## Page excerpt
□ □ □ □ □

Colonoscopy. The inflammation of the gut was analyzed by high-resolution mini-endoscopy of the colon (Karl Storz GmbH, Tuttlingen, Germany) utilizing the MEICS system as previously described.⁵⁰ Briefly, the score was based on the following five parameters: thickening of the colon wall, changes in the normal vascular pattern, presence of fibrin, mucosal granularity and stool consistency. An endoscopic grading was performed for each parameter (score between 0 and 3), leading to a cumulative score between 0 (no signs of inflammation) and 15 (very severe inflammation).

□ □ □ □ □

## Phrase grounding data
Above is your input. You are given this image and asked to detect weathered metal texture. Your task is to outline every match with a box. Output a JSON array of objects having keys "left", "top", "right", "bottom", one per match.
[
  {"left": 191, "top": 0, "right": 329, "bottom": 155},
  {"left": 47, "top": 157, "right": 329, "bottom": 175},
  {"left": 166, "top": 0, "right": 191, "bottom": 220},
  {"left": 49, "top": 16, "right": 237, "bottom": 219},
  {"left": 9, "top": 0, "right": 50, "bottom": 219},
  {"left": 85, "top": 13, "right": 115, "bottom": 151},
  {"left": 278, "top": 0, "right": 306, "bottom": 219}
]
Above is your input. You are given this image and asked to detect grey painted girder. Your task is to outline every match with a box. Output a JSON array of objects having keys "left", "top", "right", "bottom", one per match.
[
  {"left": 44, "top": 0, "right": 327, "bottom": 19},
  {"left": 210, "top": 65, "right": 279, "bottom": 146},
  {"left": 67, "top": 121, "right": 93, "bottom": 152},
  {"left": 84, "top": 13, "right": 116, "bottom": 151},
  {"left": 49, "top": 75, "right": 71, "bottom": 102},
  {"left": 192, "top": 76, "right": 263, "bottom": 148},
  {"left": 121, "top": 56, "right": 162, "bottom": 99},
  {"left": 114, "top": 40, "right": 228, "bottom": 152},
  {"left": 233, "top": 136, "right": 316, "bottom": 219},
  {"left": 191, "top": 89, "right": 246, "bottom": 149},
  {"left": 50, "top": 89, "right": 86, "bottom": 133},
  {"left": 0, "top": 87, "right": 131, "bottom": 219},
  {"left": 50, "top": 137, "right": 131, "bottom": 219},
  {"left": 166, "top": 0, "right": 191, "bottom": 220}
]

□ □ □ □ □

## Action item A
Decide whether each statement agrees with the colonoscopy passage, answering yes or no and quoting the deciding words: (i) the score was based on five parameters; (ii) each parameter was graded on a scale from 0 to 5; (iii) the mini-endoscopy equipment came from Karl Storz GmbH.
## Action item B
Write out the portion of the colonoscopy passage that begins at the words "Colonoscopy. The inflammation" and stops after the words "(very severe inflammation).".

## Exercise output A
(i) Yes: "the score was based on the following five parameters"
(ii) No: "score between 0 and 3"
(iii) Yes: "(Karl Storz GmbH, Tuttlingen, Germany)"

## Exercise output B
Colonoscopy. The inflammation of the gut was analyzed by high-resolution mini-endoscopy of the colon (Karl Storz GmbH, Tuttlingen, Germany) utilizing the MEICS system as previously described.⁵⁰ Briefly, the score was based on the following five parameters: thickening of the colon wall, changes in the normal vascular pattern, presence of fibrin, mucosal granularity and stool consistency. An endoscopic grading was performed for each parameter (score between 0 and 3), leading to a cumulative score between 0 (no signs of inflammation) and 15 (very severe inflammation).